Render the material from the line containing "drop a point: the snow-covered path" through the end of the material, both included, as a numbered list with blank lines omitted.
[begin MATERIALS PROVIDED]
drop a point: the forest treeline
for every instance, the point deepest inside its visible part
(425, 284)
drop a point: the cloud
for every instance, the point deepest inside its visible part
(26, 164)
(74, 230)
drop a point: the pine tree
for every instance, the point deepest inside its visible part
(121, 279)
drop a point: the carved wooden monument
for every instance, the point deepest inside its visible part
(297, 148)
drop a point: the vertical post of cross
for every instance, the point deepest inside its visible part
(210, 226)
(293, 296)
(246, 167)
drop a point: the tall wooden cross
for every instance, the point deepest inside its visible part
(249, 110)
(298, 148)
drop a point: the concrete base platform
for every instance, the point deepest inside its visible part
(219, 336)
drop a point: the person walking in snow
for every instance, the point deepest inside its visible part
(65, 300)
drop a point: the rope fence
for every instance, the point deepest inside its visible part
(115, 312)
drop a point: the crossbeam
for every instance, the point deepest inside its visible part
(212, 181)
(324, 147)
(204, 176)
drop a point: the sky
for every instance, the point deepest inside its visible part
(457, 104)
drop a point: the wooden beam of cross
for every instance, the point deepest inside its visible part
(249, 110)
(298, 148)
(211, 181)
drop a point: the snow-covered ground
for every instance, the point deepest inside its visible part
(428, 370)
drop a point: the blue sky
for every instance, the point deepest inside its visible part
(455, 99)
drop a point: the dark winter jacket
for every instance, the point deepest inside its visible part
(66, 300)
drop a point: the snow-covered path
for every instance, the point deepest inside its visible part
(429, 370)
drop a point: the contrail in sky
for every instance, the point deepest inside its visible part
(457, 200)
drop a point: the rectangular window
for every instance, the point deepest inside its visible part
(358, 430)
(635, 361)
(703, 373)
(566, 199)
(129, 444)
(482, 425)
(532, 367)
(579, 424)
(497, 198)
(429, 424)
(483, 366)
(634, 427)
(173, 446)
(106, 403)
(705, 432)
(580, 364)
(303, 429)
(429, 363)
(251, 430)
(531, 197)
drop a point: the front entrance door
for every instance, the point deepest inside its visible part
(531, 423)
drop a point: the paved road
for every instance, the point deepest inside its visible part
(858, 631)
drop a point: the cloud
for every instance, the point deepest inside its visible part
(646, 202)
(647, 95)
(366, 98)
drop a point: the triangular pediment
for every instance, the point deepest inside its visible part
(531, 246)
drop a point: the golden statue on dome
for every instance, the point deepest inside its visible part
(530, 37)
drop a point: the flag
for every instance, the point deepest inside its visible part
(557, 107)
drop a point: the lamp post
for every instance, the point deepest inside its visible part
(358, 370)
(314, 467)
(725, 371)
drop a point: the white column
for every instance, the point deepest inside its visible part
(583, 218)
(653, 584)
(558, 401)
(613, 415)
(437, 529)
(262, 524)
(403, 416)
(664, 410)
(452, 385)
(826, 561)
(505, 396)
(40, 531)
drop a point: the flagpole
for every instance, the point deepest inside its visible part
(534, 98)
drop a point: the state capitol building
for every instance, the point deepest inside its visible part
[end MATERIALS PROVIDED]
OUTPUT FOR THIS TASK -
1. drop a point: the snow-covered path
2. for every instance, the point deepest inside its visible part
3. (429, 370)
4. drop a point: the contrail in sky
5. for every instance, the point deepest inside its visible part
6. (457, 200)
7. drop a point: the rectangular window
8. for every instance, the point deepest inside its visible part
9. (358, 430)
10. (635, 361)
11. (703, 373)
12. (566, 199)
13. (129, 444)
14. (482, 425)
15. (532, 367)
16. (579, 424)
17. (497, 198)
18. (429, 424)
19. (483, 366)
20. (634, 427)
21. (173, 446)
22. (106, 403)
23. (705, 432)
24. (580, 364)
25. (303, 429)
26. (429, 363)
27. (251, 430)
28. (531, 197)
29. drop a point: the front entrance door
30. for every instance, the point deepest inside its visible part
31. (531, 423)
32. drop a point: the paved road
33. for every instance, the point deepest inside its visible part
34. (858, 631)
35. drop a point: the cloud
36. for every instance, the point deepest inside its visible part
37. (646, 202)
38. (647, 95)
39. (366, 98)
40. drop a point: the triangular pediment
41. for every instance, the point deepest inside its visible part
42. (531, 246)
43. drop a point: the golden statue on dome
44. for every instance, the point deepest inside its visible part
45. (530, 37)
46. drop a point: the flag
47. for every instance, the point deepest inside its visible part
48. (557, 107)
49. drop a point: the lamp post
50. for every instance, the point deepest inside its visible part
51. (358, 370)
52. (314, 467)
53. (725, 371)
54. drop a point: the white column
55. for every instance, the point deepest inside its visible part
56. (583, 218)
57. (653, 584)
58. (558, 401)
59. (613, 415)
60. (437, 529)
61. (262, 524)
62. (403, 416)
63. (664, 410)
64. (452, 385)
65. (826, 561)
66. (505, 396)
67. (40, 531)
68. drop a point: the flagpole
69. for every instance, the point deepest inside its visible part
70. (534, 98)
71. drop a point: the state capitol building
72. for every instance, the point deepest inside its visible part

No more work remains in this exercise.